(Pointing dataset excerpts)
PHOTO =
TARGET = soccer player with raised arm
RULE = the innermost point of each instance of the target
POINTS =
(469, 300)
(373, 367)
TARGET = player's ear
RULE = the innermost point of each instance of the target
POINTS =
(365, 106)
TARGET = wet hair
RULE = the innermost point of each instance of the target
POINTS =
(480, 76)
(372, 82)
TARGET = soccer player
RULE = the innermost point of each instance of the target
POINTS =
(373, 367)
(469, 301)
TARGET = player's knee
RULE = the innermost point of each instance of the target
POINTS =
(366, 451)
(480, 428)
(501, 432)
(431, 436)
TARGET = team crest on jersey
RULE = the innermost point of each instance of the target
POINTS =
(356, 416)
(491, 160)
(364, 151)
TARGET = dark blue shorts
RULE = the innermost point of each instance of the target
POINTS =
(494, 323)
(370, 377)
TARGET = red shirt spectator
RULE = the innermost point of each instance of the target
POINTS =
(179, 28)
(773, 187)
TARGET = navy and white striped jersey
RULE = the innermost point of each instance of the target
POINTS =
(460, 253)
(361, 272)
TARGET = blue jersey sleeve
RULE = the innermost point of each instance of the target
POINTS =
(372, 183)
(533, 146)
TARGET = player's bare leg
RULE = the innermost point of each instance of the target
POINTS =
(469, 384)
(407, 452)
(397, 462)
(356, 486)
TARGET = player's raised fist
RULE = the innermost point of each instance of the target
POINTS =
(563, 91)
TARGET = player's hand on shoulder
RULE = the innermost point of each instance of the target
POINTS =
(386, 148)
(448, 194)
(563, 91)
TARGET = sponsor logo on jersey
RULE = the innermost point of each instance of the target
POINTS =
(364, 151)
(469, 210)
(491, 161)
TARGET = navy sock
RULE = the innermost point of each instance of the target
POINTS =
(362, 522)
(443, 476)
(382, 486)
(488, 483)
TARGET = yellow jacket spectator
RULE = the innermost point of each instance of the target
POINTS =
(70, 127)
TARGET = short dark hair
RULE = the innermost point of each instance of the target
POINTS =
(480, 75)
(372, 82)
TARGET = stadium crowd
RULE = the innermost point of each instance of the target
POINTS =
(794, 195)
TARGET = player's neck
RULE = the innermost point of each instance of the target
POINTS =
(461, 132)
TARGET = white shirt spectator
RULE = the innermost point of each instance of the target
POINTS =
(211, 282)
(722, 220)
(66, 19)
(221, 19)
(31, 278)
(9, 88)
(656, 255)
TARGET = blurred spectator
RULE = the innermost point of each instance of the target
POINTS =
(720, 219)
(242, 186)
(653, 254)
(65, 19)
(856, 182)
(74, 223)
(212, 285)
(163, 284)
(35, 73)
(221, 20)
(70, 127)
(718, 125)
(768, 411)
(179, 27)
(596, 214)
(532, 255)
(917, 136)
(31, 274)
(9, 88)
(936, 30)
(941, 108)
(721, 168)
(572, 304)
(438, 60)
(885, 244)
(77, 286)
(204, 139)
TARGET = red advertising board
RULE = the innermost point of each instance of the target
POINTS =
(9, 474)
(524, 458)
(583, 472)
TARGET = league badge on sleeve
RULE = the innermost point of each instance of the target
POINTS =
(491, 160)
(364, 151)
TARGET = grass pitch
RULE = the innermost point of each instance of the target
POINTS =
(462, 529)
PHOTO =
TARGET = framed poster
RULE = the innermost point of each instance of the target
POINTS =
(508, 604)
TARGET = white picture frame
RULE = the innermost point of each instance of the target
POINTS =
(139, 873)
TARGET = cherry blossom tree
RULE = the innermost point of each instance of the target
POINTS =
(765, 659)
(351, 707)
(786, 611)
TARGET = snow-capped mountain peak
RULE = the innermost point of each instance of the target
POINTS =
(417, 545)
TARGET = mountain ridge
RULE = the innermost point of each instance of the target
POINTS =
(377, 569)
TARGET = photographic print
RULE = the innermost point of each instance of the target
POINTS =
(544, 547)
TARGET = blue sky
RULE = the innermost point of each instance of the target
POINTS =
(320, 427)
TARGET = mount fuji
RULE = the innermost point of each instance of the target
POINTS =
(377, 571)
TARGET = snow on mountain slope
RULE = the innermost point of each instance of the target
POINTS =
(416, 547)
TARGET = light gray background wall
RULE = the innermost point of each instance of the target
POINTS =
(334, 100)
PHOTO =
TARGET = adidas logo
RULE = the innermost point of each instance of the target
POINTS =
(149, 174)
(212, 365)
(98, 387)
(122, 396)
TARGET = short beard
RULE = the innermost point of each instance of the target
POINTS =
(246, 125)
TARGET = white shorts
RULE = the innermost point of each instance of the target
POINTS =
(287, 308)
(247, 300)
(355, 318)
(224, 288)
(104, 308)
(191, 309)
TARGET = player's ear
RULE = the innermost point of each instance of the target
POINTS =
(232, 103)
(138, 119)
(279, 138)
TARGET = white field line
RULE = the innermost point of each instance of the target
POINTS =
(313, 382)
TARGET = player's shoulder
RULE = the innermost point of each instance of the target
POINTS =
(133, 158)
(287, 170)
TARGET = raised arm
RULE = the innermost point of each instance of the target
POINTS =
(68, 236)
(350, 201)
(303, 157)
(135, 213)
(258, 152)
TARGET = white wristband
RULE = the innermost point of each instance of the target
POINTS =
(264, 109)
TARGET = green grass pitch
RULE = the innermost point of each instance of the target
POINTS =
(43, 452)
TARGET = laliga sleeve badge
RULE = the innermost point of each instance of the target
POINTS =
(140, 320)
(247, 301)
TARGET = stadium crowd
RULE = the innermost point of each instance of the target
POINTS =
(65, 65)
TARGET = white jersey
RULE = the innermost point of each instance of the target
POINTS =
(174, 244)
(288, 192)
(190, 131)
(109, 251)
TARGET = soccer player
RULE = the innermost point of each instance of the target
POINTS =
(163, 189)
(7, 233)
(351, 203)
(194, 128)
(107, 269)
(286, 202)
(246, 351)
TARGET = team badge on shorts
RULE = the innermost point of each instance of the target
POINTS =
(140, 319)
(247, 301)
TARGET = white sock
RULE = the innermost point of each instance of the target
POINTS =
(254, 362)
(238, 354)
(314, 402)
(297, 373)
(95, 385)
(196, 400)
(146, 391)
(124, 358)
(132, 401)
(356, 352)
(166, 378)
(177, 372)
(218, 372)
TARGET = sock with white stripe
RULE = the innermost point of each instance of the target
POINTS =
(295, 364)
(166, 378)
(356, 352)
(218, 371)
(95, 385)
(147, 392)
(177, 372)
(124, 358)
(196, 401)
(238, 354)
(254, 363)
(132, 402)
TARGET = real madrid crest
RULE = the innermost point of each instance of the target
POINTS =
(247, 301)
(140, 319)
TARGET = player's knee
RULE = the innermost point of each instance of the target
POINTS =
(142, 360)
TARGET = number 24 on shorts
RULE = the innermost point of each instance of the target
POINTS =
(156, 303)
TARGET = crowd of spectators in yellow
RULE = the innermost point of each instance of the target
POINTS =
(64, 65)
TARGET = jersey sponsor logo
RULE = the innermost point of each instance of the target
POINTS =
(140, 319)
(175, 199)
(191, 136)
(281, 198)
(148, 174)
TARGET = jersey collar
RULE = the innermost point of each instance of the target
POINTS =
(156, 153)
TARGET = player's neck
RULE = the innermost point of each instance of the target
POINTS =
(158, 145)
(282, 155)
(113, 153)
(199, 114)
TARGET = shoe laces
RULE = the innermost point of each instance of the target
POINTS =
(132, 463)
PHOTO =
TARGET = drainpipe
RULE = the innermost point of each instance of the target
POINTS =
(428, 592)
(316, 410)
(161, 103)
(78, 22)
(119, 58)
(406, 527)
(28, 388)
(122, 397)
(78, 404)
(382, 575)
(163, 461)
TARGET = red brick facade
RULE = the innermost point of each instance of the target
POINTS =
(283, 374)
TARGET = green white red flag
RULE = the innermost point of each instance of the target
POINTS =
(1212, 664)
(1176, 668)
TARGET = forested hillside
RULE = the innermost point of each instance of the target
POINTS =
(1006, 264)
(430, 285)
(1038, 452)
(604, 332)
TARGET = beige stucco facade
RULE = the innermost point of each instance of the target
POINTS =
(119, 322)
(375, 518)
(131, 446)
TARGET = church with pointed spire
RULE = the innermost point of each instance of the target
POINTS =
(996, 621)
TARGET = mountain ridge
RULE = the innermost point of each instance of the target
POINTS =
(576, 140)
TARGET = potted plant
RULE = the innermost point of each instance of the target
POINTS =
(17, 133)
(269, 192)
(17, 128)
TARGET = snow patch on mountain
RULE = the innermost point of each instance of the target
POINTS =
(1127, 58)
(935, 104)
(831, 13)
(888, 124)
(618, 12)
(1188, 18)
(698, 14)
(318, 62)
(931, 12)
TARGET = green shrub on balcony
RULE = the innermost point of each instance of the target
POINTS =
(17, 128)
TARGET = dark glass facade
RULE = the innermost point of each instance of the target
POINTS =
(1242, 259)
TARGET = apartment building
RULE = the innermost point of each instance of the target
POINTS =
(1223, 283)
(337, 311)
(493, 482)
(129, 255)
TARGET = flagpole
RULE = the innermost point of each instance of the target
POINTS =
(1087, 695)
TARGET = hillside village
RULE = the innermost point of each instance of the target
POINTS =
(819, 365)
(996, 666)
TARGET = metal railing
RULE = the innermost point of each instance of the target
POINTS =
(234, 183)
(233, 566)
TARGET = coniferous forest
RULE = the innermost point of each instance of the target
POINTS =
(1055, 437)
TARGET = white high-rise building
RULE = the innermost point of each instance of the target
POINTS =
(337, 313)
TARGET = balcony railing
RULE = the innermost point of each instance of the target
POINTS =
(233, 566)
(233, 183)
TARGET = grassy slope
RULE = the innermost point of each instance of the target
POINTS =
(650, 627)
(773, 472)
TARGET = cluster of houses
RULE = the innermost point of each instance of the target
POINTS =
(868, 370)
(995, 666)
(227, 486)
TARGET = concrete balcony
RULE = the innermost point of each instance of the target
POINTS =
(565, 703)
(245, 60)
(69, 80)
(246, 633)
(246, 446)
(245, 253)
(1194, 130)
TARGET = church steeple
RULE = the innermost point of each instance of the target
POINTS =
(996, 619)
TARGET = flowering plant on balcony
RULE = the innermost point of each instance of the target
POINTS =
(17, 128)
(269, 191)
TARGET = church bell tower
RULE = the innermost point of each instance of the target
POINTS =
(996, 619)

Task description
Copy the lines of the material word for word, starting at the line that contains "TARGET = coniferous forest" and going through the end of the material.

Response
TARGET = coniferous forest
RULE = the innermost point of each instance of the target
POINTS =
(1055, 437)
TARGET = white high-rise building
RULE = the innermost point of each instance of the target
POINTS =
(337, 313)
TARGET = balcony railing
RULE = the innermost point of each instance of the target
POINTS =
(233, 566)
(233, 183)
TARGET = grassy slope
RULE = the innermost point of each instance of the target
POINTS =
(650, 627)
(773, 472)
TARGET = cluster of houses
RULE = the innermost point of each instance of the target
POINTS =
(868, 370)
(995, 666)
(227, 486)
TARGET = concrete balcony
RULE = the innermost point of each instance of the target
POINTS =
(565, 703)
(245, 60)
(69, 80)
(246, 633)
(246, 446)
(245, 253)
(1194, 130)
TARGET = church steeple
RULE = the innermost point of each instance of the target
POINTS =
(996, 619)
TARGET = flowering plant on balcony
RULE = the innermost point of each instance of the target
POINTS =
(17, 128)
(269, 191)
TARGET = church bell tower
RULE = the innermost point of each instance of the target
POINTS =
(996, 619)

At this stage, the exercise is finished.